> [What needs to be done]: Every line from the one with "In this exercise you will label the black jacket" to the end of the data needs to be copied exactly, and no line before it.

> [Provided material]:
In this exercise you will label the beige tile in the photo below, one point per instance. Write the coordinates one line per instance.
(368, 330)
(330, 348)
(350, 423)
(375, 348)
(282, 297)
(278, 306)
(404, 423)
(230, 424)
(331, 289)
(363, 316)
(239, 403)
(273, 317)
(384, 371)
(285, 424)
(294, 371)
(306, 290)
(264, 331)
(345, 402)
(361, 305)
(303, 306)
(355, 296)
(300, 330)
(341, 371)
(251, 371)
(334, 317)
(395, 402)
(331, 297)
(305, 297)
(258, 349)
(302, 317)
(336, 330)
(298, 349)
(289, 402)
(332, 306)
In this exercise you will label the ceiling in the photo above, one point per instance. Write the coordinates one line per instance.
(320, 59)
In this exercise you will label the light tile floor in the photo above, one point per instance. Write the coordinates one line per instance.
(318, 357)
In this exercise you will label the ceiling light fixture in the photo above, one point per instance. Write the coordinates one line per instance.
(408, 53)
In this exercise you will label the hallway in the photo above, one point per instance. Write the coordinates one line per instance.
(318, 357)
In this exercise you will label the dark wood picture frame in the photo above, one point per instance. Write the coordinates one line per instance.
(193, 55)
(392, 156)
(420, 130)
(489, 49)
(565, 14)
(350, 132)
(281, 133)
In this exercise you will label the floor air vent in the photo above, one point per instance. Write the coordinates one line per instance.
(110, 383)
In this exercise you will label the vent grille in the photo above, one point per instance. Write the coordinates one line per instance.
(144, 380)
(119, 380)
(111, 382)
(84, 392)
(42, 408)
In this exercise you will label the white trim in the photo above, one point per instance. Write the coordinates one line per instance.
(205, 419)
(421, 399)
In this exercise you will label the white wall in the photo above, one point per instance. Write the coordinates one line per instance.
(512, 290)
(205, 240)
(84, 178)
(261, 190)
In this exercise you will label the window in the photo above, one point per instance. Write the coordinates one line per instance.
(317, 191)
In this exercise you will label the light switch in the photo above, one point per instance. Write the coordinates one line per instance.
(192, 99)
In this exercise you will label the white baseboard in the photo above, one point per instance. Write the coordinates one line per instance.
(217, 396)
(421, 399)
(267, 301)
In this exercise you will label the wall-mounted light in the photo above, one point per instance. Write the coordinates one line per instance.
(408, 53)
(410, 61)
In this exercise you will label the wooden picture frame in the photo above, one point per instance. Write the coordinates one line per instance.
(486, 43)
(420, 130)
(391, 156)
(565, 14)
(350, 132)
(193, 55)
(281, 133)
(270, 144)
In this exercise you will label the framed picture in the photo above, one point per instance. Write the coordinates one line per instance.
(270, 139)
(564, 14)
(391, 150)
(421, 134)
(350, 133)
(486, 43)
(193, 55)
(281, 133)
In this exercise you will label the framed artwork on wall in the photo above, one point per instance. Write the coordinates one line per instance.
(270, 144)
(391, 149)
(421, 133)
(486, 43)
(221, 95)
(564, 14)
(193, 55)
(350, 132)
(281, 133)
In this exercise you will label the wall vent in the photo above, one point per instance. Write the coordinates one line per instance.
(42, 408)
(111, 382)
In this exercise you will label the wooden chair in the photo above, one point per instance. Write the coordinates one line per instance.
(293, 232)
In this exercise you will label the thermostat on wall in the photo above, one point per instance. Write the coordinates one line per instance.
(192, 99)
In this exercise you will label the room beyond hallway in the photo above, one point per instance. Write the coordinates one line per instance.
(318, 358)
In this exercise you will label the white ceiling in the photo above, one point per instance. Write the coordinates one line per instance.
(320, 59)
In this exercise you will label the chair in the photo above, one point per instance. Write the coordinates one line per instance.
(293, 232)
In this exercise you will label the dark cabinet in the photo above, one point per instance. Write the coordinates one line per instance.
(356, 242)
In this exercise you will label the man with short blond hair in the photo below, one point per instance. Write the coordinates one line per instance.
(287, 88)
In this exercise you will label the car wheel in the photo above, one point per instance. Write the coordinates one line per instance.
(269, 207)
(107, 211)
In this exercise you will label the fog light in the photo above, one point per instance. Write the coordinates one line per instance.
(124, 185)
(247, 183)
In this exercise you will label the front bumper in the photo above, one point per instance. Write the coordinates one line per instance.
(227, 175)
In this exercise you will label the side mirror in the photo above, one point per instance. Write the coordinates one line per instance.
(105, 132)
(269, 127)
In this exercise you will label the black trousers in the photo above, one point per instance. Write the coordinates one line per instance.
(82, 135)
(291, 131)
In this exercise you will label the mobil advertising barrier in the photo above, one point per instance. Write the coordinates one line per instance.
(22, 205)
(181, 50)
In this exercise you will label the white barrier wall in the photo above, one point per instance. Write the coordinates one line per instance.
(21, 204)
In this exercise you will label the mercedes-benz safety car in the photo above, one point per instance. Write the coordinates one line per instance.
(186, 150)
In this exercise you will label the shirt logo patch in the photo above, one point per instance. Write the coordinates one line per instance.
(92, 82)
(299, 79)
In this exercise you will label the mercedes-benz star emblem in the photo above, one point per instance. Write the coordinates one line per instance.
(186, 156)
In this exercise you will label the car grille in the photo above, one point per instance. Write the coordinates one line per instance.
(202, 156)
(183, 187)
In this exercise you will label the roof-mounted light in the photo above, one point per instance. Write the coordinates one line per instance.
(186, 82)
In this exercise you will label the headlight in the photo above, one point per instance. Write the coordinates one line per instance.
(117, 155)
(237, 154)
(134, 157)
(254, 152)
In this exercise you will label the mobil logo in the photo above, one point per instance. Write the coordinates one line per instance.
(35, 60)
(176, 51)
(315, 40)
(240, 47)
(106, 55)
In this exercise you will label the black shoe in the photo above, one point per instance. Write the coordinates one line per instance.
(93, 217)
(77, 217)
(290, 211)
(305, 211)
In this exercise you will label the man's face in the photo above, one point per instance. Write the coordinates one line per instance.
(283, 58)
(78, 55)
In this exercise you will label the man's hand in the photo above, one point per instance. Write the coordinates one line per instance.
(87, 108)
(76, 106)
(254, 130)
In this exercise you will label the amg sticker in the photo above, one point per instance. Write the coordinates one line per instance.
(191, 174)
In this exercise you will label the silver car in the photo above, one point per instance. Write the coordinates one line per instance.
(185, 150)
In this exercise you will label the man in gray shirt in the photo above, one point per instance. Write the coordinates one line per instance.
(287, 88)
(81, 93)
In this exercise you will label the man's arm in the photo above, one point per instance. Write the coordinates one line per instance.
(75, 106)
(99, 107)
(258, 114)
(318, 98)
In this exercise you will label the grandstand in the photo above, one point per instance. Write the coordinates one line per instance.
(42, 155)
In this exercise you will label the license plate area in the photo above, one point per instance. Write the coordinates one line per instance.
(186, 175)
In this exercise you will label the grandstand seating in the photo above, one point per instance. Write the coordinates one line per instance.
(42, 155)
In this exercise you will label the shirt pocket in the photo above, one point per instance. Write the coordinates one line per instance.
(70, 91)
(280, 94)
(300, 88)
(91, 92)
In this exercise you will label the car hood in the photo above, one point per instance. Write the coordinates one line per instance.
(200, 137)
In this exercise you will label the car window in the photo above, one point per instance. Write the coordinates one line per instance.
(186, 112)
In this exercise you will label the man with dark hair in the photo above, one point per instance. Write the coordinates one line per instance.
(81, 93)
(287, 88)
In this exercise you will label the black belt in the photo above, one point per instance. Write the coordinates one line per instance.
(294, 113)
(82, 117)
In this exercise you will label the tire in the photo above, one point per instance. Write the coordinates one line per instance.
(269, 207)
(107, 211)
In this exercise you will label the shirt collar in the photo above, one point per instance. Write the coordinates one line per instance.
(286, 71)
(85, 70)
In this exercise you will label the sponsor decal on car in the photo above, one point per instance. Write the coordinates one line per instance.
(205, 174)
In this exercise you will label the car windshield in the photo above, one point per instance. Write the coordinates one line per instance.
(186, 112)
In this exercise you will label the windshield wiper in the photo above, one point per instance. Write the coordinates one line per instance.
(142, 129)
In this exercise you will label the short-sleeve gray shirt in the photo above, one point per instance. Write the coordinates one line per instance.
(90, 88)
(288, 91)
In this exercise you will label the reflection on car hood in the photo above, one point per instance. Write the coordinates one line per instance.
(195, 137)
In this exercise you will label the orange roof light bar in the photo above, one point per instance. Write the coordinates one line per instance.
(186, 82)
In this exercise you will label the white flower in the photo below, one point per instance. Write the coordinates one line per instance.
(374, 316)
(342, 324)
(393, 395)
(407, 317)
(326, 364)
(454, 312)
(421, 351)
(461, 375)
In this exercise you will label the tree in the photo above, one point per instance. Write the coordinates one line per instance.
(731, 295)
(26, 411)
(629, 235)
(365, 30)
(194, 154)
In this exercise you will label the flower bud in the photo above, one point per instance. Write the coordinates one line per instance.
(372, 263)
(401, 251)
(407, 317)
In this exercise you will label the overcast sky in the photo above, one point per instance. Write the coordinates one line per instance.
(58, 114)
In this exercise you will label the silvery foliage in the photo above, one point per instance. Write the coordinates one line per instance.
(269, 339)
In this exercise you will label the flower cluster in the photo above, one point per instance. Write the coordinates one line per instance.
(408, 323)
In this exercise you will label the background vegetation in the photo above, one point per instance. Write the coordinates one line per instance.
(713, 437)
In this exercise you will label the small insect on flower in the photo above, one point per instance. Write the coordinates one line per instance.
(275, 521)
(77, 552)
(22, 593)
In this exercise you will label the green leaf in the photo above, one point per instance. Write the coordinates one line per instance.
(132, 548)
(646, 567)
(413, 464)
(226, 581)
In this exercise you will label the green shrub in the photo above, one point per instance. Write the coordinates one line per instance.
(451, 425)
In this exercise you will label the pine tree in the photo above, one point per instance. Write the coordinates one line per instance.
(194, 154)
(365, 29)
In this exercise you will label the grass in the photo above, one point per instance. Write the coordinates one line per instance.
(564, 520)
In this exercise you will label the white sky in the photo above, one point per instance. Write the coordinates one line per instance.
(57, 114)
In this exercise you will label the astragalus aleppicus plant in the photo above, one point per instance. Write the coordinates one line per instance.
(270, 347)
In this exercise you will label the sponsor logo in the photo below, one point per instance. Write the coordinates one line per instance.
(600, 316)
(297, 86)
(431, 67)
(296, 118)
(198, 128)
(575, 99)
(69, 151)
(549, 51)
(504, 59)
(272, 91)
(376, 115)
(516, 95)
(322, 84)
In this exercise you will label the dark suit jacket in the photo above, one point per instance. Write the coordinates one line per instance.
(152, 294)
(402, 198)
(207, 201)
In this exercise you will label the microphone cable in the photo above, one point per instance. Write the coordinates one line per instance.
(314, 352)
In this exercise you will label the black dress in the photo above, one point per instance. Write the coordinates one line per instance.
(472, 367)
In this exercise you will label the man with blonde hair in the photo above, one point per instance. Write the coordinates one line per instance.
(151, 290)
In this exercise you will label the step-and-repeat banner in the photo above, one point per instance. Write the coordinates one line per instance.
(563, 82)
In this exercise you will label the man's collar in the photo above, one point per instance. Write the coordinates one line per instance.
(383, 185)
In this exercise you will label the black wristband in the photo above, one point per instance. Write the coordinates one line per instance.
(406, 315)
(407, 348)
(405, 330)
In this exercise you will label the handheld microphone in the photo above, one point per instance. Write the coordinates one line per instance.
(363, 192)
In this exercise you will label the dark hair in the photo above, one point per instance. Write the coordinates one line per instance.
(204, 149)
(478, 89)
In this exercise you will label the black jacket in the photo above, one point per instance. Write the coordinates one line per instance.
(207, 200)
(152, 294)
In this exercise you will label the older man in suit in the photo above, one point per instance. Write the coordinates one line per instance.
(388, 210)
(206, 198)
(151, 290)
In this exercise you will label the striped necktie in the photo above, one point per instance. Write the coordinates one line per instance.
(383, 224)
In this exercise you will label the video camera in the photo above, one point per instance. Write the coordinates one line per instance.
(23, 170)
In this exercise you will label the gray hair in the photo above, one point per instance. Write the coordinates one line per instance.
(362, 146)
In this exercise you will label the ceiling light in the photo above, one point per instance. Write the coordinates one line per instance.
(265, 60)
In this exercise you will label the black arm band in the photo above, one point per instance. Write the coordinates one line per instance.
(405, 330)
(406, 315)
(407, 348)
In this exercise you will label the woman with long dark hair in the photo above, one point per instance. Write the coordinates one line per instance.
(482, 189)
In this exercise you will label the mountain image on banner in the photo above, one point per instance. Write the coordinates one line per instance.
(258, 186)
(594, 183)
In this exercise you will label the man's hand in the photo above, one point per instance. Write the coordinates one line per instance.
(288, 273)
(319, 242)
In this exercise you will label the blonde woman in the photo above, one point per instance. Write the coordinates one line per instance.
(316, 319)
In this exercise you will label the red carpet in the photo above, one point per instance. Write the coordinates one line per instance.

> [Expected output]:
In this exercise you will label the black jacket in the photo above, one point per instance. Write the coordinates one line per instance.
(207, 200)
(152, 294)
In this exercise you will label the older man in suit in the photo above, one point per instance. Write the coordinates one line per instance.
(388, 210)
(206, 198)
(151, 290)
In this exercise you will label the striped necktie in the photo above, one point per instance. Write the coordinates one line per instance.
(383, 224)
In this exercise you will label the video camera in the photo above, one point per instance. Write the coordinates one line per instance.
(23, 170)
In this exercise you will label the gray hair in the photo above, one point per instance. Write the coordinates one line per instance.
(362, 146)
In this exercise you will label the ceiling light in the photo above, one point per instance. Write the coordinates one line per instance.
(265, 60)
In this exercise you will label the black arm band in the photo above, one point per instance. Write the coordinates one line per instance.
(405, 330)
(406, 315)
(407, 348)
In this exercise you will label the woman with long dark hair in the photo above, one point per instance. Write the coordinates one line per instance.
(482, 189)
In this exercise you will label the mountain image on banner in the photo above, one point per instance. Write the coordinates one line per instance.
(258, 186)
(594, 183)
In this exercise you will label the man's hand in the photo above, one point per instance. Write the coordinates one line per instance.
(288, 273)
(319, 242)
In this exercise you will label the blonde woman in the photo above, one point per instance. Write the coordinates one line per instance.
(316, 319)
In this exercise you will label the red carpet in the photo above, one point per instance. Write the coordinates one line per instance.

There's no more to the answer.